Exercise
Please swap each "Reviewer note" in the records below for "Checker note" and write the records out again with nothing else changed.

---*---

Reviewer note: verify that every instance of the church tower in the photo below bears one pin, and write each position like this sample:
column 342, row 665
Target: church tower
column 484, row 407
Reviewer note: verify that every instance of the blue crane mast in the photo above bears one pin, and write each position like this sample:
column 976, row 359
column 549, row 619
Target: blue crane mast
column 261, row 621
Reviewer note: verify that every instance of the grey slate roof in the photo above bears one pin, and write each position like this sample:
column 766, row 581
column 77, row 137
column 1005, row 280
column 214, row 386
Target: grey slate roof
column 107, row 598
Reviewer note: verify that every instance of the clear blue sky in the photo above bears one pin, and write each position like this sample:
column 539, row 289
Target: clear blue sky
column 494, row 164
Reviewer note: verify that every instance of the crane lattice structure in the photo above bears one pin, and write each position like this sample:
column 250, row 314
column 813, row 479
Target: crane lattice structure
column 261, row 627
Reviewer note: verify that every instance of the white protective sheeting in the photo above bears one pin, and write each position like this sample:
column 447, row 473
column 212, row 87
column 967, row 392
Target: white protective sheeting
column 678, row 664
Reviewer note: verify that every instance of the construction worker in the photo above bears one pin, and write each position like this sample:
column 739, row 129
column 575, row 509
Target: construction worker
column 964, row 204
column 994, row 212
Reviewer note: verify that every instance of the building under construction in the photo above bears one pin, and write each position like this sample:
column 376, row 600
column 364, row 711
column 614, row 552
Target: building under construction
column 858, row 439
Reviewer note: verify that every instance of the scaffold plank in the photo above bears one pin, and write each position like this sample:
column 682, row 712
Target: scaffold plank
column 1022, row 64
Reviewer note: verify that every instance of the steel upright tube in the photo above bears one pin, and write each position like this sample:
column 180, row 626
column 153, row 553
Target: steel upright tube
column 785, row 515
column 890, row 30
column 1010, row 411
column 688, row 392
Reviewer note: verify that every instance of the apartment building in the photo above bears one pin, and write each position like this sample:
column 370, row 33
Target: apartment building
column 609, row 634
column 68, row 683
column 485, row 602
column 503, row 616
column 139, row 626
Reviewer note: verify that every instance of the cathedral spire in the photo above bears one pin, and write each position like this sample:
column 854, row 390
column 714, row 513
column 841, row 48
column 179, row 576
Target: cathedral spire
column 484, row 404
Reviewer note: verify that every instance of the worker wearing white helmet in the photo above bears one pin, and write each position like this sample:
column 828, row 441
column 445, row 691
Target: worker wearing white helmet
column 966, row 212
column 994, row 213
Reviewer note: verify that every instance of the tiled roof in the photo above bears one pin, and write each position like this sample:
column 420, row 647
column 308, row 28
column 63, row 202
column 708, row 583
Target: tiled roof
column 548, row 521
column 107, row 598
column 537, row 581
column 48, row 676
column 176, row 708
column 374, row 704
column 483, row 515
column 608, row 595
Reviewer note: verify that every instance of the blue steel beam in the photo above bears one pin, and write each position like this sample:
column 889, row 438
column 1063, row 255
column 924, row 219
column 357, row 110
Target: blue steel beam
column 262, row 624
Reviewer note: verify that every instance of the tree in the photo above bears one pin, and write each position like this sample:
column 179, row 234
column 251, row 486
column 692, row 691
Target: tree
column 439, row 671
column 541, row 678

---*---

Result
Checker note: verify that every instance of the church tower in the photo below bears one pin, and write each position like this sample:
column 342, row 665
Target: church tower
column 484, row 407
Checker note: verify that every instance of the blue crane mast in the photo above bears one pin, and write each position like this sample:
column 976, row 359
column 549, row 619
Target: blue crane mast
column 261, row 621
Checker note: verify that every instance of the grey slate roof in the photo above bears one pin, and write each position like this sample:
column 766, row 581
column 77, row 137
column 1005, row 280
column 214, row 386
Target: grey slate roof
column 107, row 598
Checker note: verify that every instance of the clear blue sky in the photo above bears one pin, and write each position like this sample:
column 539, row 289
Target: clear blue sky
column 494, row 164
Checker note: verify that every instance of the crane lattice structure in the photo above bears one pin, and write each position like this sample:
column 250, row 314
column 813, row 479
Target: crane lattice structure
column 261, row 627
Checker note: verify that every instance of the white protective sheeting in the photo above bears one pin, and write each position like this sample:
column 447, row 473
column 212, row 87
column 967, row 392
Target: white protective sheeting
column 678, row 664
Checker note: verify that every instance of the construction worker in the photo above bears one pin, and write each position like this sample:
column 739, row 129
column 575, row 509
Target: construction worker
column 964, row 204
column 994, row 212
Checker note: verify that every instance of the building under construction in the photo above bears one pin, and write each position like this sample:
column 376, row 600
column 364, row 711
column 614, row 552
Target: building under construction
column 858, row 439
Checker note: verify that every instance of the scaffold plank in the photo above bears one pin, and write each position like this sample:
column 682, row 712
Target: scaffold plank
column 1022, row 64
Checker note: verify that every instance of the steel upright tube in the photo above bears one pin, and write each position like this sample:
column 180, row 626
column 153, row 553
Target: steel upright tube
column 785, row 515
column 890, row 30
column 1010, row 411
column 688, row 392
Checker note: verify that every instance of the apartment building in the photo above bears one pin, and write each position like this sample:
column 370, row 33
Target: apartment building
column 609, row 634
column 68, row 683
column 485, row 602
column 503, row 616
column 139, row 626
Checker note: verify that every instance of the cathedral spire in the photo above bears one pin, and write each position like this sample:
column 854, row 390
column 714, row 513
column 841, row 48
column 179, row 576
Target: cathedral spire
column 484, row 404
Checker note: verify that every instance of the worker wearing white helmet in the photo above bears one pin, and write each position like this sample:
column 828, row 441
column 445, row 691
Target: worker wearing white helmet
column 966, row 212
column 994, row 213
Checker note: verify that every instance of the tiled roof in the photo above bears one pin, and write each position like this sample:
column 420, row 647
column 308, row 28
column 63, row 202
column 708, row 583
Target: tiled roof
column 548, row 521
column 107, row 598
column 537, row 581
column 48, row 676
column 176, row 708
column 374, row 704
column 483, row 515
column 608, row 595
Checker note: verify that every instance of the blue steel beam in the photo above bears one pin, and write each position like this sample:
column 889, row 438
column 1063, row 255
column 924, row 219
column 357, row 110
Target: blue steel beam
column 262, row 624
Checker note: verify that every instance of the tree in the photo above bears one pin, and write each position like this sample:
column 179, row 234
column 251, row 486
column 692, row 691
Target: tree
column 439, row 671
column 541, row 678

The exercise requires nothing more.